→ Your tasks
- a) Copy the passage from the North Carolina biotechnology article word for word, starting at "RESEARCH TRIANGLE PARK" and ending at "to 735 today.".
- b) Pick up the North Carolina biotechnology article after its last sentence and keep writing it.

Editor’s note: Doug Edgeton, President and CEO of the North Carolina Biotechnology Center.
RESEARCH TRIANGLE PARK — For the better part of four decades, North Carolina has steadily committed resources to developing biotechnologies and a life science cluster via the North Carolina Biotechnology Center. Through the work of many researchers, entrepreneurs, service providers, state and federal policy makers, and partners, North Carolina has grown its life science cluster from a handful of companies to 735 today.
As we begin to bridge our fifth decade of work, this National Biotechnology Month is an opportunity to show pride in the 66,000 people who make their living in this clean industry.
From the minds of North Carolina researchers, important advances still improve our quality of life today. North Carolina’s prize-winning science brought us a model to study a broad spectrum of disease, a method for improving crop yield, and a contrarian yet correct approach to treating Alzheimer’s.
Today, North Carolina companies produce a range of medicines, diagnostic tests, improved crops and bio-based fuel that influence our lives every day. And in the coming decade North Carolina will lead the way with both the science behind and production of potentially curative gene and cell therapies.
North Carolina has done this with a focus on raising up its population with world-class training programs, emulated across the U.S. and even internationally. With a combination of community college and university training, North Carolinians in both urban and rural areas are able to secure these high-paying jobs manufacturing important products in a clean environment. Nowhere is this better seen than in the BioPharma Crescent, a five-county area of rural eastern North Carolina. Through deliberate attention to infrastructure and training, this region has built a cluster of companies that employs 10,000 from a wide swath of rural North Carolina.

→ Data for analysis
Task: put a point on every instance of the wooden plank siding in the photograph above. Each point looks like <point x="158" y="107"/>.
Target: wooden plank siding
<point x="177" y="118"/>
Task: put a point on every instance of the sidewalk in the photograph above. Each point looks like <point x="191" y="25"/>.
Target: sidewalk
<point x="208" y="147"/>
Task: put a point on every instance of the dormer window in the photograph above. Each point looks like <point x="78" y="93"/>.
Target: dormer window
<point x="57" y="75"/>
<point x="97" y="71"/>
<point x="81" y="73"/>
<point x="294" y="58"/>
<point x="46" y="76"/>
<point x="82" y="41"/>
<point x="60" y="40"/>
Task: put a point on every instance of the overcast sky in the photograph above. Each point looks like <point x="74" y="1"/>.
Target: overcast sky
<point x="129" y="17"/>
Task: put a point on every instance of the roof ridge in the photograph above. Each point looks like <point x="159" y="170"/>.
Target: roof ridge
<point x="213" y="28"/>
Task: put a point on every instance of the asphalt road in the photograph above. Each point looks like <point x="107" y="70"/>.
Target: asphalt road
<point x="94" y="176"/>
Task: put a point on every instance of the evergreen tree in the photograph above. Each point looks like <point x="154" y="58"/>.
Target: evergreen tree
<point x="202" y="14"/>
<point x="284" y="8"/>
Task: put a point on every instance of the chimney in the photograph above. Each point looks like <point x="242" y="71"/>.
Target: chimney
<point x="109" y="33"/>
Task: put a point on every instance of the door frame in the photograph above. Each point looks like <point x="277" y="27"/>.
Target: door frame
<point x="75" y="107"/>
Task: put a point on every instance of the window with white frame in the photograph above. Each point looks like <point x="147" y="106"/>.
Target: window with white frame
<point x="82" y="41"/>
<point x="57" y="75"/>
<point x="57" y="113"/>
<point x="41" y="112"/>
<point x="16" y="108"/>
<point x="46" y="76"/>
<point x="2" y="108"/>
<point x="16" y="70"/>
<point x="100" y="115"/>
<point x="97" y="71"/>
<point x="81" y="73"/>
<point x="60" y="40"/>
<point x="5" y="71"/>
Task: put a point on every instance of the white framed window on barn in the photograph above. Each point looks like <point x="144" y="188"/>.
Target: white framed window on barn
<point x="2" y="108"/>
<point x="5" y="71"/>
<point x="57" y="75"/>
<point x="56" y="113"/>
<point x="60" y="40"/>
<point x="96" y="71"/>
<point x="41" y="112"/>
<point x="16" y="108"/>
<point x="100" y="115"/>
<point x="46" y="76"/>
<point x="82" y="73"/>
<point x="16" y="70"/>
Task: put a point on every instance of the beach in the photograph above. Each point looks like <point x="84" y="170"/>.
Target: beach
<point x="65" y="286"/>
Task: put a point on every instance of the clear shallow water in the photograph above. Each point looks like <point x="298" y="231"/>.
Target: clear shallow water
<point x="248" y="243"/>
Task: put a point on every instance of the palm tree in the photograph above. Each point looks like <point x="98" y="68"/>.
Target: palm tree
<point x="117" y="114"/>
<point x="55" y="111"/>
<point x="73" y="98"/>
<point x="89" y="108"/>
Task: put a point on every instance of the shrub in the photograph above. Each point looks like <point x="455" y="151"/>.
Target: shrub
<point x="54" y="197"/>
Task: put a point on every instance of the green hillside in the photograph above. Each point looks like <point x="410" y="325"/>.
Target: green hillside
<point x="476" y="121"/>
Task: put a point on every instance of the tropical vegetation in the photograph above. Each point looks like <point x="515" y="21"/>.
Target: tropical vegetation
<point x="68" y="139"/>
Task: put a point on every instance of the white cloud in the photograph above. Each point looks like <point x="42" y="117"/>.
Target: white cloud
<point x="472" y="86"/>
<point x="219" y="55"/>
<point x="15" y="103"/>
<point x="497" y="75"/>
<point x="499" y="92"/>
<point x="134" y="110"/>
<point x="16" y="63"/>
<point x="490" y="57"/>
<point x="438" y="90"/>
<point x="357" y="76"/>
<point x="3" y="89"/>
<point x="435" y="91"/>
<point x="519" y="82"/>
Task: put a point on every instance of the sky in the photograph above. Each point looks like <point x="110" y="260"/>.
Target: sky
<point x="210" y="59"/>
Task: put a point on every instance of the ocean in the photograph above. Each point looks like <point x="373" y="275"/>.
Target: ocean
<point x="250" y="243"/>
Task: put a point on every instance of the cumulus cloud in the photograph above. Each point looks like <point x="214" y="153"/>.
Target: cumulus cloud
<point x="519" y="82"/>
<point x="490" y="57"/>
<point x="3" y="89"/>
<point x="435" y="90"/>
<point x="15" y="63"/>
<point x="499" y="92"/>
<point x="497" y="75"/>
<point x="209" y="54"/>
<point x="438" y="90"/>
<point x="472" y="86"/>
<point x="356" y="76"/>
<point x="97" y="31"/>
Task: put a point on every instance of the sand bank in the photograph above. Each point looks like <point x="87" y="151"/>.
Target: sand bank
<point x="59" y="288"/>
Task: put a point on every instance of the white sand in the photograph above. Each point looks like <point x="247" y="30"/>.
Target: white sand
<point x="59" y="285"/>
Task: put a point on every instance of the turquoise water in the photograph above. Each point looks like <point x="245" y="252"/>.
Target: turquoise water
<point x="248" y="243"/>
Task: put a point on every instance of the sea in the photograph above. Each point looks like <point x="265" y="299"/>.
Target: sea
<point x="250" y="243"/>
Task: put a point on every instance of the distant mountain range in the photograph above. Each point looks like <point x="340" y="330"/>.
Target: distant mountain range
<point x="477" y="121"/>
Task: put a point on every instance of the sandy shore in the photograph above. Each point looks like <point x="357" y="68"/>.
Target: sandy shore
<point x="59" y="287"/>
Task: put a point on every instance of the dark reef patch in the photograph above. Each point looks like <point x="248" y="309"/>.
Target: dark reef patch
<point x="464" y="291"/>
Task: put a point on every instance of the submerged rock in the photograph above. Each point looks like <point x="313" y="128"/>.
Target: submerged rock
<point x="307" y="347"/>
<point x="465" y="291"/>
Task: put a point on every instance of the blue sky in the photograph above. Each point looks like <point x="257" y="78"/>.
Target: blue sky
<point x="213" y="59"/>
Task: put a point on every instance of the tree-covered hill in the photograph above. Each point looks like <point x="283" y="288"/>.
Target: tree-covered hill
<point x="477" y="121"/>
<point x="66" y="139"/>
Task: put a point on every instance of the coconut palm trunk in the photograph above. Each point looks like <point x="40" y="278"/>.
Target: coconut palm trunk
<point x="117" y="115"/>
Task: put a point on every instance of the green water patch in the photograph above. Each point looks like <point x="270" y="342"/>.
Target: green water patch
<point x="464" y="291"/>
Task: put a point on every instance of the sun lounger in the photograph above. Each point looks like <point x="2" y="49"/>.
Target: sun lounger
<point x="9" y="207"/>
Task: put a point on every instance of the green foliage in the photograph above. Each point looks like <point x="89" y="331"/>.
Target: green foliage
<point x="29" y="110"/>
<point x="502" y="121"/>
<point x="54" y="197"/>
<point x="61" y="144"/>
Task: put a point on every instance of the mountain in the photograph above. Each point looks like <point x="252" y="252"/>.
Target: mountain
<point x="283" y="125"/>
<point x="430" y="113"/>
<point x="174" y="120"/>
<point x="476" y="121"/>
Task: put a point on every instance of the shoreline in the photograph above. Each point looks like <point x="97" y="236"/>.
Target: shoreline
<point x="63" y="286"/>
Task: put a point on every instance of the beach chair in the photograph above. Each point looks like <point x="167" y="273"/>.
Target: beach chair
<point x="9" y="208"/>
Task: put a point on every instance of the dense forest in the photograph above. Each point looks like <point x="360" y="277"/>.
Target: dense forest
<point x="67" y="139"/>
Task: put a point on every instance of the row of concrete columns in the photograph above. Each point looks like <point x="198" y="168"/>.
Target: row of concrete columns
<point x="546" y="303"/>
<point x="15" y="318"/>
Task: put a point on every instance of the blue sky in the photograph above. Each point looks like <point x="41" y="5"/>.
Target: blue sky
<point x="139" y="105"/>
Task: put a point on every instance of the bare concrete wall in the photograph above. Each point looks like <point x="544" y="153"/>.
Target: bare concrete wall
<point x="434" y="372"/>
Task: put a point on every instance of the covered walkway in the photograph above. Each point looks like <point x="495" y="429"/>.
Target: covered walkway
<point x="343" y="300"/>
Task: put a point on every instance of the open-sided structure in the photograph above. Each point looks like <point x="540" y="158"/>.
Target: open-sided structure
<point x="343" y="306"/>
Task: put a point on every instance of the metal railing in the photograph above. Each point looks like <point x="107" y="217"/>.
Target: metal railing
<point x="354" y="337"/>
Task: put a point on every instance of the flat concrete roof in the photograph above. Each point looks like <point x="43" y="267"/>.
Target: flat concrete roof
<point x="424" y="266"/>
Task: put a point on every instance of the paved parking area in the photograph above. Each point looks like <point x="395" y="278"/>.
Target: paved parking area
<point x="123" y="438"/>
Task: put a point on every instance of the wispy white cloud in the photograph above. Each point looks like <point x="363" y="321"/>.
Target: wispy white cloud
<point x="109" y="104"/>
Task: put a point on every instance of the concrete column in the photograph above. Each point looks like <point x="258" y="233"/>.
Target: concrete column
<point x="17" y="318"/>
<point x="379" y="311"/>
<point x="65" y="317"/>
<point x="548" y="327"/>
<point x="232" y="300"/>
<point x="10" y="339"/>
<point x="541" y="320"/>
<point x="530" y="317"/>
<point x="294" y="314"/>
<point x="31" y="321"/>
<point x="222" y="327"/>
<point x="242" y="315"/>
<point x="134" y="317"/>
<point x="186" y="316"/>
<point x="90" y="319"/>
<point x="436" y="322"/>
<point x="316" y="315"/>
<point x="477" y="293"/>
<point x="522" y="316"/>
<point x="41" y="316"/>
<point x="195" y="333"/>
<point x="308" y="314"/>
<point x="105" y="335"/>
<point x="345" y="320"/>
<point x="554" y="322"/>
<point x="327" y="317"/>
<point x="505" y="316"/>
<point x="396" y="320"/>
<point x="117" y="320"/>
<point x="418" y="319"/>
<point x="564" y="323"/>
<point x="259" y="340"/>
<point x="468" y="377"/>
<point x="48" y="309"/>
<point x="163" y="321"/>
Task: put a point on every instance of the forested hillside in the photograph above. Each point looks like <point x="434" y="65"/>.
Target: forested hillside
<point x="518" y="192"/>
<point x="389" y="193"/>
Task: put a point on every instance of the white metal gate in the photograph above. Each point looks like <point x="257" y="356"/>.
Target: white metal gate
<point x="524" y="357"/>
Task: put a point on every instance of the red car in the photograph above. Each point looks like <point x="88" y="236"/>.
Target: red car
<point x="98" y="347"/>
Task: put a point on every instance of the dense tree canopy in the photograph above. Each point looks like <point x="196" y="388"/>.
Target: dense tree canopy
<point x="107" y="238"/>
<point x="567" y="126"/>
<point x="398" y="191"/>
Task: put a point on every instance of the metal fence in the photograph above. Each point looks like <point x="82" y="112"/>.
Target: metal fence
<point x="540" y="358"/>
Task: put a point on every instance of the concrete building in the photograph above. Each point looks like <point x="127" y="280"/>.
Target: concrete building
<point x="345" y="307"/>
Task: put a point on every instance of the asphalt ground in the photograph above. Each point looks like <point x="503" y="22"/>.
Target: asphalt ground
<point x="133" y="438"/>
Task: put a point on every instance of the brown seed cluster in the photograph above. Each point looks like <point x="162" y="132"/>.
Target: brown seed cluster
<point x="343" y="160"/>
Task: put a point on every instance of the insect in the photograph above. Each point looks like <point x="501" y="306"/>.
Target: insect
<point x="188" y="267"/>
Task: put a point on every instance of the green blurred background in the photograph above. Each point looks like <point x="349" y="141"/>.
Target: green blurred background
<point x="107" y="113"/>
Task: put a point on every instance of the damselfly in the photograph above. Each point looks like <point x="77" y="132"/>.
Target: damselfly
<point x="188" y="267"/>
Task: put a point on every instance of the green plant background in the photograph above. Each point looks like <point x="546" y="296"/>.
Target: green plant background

→ Task-by-task outputs
- a)
RESEARCH TRIANGLE PARK — For the better part of four decades, North Carolina has steadily committed resources to developing biotechnologies and a life science cluster via the North Carolina Biotechnology Center. Through the work of many researchers, entrepreneurs, service providers, state and federal policy makers, and partners, North Carolina has grown its life science cluster from a handful of companies to 735 today.

- b)
Biotechnology has made a similar positive impact on our state’s historic strength of agriculture. Cotton, soybeans and corn dominate the Coastal Plain, while underground North Carolina produces the world’s largest supply of sweet potatoes. A vast diversity of plants in western North Carolina provides the source for nutritional supplements. Our specialty crop farmers benefit from targeted research, and a consortium of researchers are uncovering new sources of animal feed with enhanced nutrition, grown right here in North Carolina.
In Kannapolis, researchers from a broad coalition of universities are matching nutrition, physical performance and longevity to extend the quality and length of lives.
The list of opportunities – those realized and those yet to be – goes on. From a trailer on the University of North Carolina at Chapel Hill campus came the global contract research and testing industry. In Winston-Salem, a biotech campus rose from a cluster of tobacco facilities. And for retiring veterans and high school seniors alike, targeted programs are opening up new opportunities for pharmaceutical manufacturing jobs.
Biotechnology and the life sciences have a long and broad history in North Carolina. On behalf of the North Carolina life science community, the North Carolina Biotechnology Center looks forward to the coming decade, to catalyzing the solutions that will make life better for North Carolinians, Americans, and people around the globe. With so much success behind us, there can only be greater promise ahead.